=== Instruction ===
Recast the part of the listing running from the line containing "bank using a bounding box." through the line containing "[57,159,104,189]" as a JSON list of strings, one string per line, with blank lines left out and nothing else included.

=== Data entries ===
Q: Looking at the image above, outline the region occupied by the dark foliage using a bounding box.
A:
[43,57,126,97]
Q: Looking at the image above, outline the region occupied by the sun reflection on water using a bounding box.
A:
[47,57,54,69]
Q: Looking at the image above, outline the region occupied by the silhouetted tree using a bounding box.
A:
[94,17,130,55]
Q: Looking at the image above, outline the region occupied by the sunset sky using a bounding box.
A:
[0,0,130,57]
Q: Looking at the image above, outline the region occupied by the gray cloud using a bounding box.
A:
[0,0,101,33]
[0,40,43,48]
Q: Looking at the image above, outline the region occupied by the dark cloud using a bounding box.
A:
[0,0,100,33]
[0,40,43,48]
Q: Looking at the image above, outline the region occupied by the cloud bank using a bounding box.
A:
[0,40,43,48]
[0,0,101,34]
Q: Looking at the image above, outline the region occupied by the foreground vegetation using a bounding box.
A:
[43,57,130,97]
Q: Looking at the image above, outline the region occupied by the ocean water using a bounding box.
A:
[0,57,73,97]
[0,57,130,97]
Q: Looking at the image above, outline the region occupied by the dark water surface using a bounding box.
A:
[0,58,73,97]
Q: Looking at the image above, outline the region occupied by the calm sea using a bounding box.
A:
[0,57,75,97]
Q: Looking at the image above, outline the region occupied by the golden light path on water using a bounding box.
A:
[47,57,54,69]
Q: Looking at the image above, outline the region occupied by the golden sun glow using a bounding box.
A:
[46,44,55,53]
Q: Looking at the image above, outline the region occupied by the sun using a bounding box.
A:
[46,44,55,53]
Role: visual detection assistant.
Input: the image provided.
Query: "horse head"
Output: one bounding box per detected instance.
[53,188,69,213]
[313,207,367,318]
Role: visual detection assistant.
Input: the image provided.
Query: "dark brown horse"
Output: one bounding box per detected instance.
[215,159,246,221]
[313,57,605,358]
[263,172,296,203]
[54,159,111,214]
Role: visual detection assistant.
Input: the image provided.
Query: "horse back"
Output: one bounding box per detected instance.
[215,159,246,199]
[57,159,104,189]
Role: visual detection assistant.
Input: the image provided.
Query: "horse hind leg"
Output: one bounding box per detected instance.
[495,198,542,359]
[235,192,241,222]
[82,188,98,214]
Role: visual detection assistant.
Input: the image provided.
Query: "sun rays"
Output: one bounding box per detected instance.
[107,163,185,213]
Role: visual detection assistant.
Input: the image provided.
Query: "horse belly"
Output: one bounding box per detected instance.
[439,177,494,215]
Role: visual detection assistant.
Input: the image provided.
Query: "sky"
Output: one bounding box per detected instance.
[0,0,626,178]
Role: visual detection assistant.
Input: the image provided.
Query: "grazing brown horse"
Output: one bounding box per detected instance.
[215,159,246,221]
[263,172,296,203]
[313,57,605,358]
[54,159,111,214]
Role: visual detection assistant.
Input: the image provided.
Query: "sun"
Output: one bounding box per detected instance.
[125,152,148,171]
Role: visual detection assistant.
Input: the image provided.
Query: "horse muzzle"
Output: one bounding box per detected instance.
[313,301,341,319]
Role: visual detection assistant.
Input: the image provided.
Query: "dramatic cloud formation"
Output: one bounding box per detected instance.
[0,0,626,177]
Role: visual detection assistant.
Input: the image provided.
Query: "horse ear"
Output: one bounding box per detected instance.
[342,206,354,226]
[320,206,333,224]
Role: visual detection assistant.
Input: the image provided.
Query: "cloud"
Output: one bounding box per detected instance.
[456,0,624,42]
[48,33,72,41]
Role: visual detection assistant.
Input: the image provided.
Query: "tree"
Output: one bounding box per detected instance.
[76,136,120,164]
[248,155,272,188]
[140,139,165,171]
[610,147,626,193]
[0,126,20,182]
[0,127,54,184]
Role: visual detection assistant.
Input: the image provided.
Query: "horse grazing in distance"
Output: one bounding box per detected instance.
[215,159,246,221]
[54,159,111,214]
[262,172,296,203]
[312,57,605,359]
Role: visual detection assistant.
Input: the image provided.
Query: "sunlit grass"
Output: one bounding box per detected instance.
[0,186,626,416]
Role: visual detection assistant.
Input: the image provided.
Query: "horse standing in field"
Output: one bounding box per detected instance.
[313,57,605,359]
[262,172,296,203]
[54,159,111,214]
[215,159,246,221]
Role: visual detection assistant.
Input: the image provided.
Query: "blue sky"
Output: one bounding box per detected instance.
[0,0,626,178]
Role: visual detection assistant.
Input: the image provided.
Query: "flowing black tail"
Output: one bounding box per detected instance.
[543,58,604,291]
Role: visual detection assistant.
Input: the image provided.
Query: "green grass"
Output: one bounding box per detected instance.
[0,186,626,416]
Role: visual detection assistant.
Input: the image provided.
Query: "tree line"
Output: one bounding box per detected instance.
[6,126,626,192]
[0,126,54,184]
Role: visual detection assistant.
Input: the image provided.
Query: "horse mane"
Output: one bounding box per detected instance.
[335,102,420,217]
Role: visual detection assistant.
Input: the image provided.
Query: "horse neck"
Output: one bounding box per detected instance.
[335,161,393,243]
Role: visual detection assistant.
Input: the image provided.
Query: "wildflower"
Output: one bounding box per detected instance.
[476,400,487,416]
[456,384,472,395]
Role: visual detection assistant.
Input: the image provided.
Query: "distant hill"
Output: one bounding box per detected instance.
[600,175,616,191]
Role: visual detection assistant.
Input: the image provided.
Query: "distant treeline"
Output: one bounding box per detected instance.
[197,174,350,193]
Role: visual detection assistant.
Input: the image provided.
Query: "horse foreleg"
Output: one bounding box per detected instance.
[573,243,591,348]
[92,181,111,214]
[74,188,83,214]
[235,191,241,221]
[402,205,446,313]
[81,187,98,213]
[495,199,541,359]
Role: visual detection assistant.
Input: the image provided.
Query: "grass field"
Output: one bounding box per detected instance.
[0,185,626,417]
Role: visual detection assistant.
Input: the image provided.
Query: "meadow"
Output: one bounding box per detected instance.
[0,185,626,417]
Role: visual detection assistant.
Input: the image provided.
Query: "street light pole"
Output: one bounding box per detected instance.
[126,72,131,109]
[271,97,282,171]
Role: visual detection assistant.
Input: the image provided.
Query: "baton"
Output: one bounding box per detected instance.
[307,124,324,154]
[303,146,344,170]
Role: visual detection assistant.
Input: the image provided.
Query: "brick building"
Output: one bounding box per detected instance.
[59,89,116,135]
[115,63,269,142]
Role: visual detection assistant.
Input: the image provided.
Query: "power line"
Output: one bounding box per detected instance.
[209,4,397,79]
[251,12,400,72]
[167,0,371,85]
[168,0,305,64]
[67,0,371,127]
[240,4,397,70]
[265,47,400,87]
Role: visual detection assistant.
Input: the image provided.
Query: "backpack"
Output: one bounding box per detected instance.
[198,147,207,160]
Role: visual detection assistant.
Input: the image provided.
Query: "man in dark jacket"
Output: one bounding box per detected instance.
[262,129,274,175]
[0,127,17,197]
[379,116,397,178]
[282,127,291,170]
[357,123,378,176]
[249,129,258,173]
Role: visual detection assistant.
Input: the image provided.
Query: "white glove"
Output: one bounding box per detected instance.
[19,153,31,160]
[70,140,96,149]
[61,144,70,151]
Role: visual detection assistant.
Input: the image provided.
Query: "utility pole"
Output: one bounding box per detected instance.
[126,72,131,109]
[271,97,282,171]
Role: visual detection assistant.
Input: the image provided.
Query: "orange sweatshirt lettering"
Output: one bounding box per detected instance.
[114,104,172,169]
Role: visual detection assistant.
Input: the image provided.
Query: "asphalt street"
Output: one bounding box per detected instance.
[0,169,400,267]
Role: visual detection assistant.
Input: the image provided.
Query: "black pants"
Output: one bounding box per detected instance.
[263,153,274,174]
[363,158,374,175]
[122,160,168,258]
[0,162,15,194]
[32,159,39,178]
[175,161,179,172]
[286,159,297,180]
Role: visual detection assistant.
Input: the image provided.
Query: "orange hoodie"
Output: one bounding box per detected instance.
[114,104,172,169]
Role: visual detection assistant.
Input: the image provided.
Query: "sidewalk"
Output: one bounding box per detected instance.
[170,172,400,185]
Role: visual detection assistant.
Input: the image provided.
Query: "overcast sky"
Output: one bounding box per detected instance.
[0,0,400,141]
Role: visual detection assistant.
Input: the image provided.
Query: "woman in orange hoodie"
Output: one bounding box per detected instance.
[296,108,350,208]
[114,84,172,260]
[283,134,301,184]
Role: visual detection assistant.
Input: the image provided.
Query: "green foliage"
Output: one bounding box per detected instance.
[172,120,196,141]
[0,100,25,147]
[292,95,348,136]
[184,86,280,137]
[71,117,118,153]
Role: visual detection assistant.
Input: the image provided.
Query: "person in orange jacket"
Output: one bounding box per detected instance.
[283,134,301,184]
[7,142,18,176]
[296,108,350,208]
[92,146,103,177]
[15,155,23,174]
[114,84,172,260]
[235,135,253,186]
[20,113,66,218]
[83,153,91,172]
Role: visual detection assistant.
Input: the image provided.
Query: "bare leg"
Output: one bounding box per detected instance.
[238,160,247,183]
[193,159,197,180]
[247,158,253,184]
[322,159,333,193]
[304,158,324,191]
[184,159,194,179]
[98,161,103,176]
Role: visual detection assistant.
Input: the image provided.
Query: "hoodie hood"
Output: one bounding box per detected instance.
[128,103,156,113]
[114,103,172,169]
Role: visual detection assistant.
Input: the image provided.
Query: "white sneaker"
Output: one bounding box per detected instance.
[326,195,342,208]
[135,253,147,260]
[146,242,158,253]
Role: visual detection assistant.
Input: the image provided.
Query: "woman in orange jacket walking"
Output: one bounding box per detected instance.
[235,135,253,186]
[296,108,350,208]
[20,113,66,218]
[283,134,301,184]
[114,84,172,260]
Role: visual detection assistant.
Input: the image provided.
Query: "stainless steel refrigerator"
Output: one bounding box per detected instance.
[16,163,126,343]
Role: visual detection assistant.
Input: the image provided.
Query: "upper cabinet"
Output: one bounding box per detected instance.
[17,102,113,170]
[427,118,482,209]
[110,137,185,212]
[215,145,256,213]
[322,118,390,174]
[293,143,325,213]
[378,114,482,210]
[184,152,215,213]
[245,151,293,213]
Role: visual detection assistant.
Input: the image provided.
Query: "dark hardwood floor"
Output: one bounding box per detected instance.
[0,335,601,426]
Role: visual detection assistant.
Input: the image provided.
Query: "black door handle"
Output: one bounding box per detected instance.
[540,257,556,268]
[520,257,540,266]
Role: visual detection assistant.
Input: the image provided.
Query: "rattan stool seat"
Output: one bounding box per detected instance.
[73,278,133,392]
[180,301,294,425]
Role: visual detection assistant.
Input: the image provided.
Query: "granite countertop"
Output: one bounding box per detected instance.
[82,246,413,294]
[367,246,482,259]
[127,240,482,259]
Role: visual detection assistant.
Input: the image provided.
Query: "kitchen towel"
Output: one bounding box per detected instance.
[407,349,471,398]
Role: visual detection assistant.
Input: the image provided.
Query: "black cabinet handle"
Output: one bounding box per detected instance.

=== Solution for this problem ===
[
  "Q: Looking at the image above, outline the region occupied by the cloud bank using a bounding box.",
  "A:",
  "[0,40,43,48]",
  "[0,0,101,34]",
  "Q: Looking at the image above, outline the region occupied by the foreground vegetation using a bounding box.",
  "A:",
  "[43,57,130,97]",
  "Q: Looking at the image above, outline the region occupied by the ocean water using a bounding box.",
  "A:",
  "[0,57,73,97]",
  "[0,57,130,97]",
  "Q: Looking at the image above, outline the region occupied by the dark water surface using a bounding box.",
  "A:",
  "[0,58,73,97]",
  "Q: Looking at the image above, outline the region occupied by the calm sea using a bounding box.",
  "A:",
  "[0,57,75,97]",
  "Q: Looking at the image above, outline the region occupied by the golden light path on water using a bounding box.",
  "A:",
  "[47,57,54,69]",
  "Q: Looking at the image above, outline the region occupied by the golden sun glow using a bounding box.",
  "A:",
  "[46,44,55,53]",
  "Q: Looking at the image above, outline the region occupied by the sun using a bounding box.",
  "A:",
  "[46,44,55,53]",
  "Role: visual detection assistant.",
  "Input: the image provided.",
  "Query: \"horse head\"",
  "Output: one bounding box per detected instance.",
  "[53,188,69,213]",
  "[313,207,367,318]",
  "Role: visual detection assistant.",
  "Input: the image provided.",
  "Query: \"dark brown horse\"",
  "Output: one bounding box per detected instance.",
  "[215,159,246,221]",
  "[313,57,605,358]",
  "[263,172,296,203]",
  "[54,159,111,214]",
  "Role: visual detection assistant.",
  "Input: the image provided.",
  "Query: \"horse back\"",
  "Output: one bounding box per detected instance.",
  "[215,159,246,199]",
  "[57,159,104,189]"
]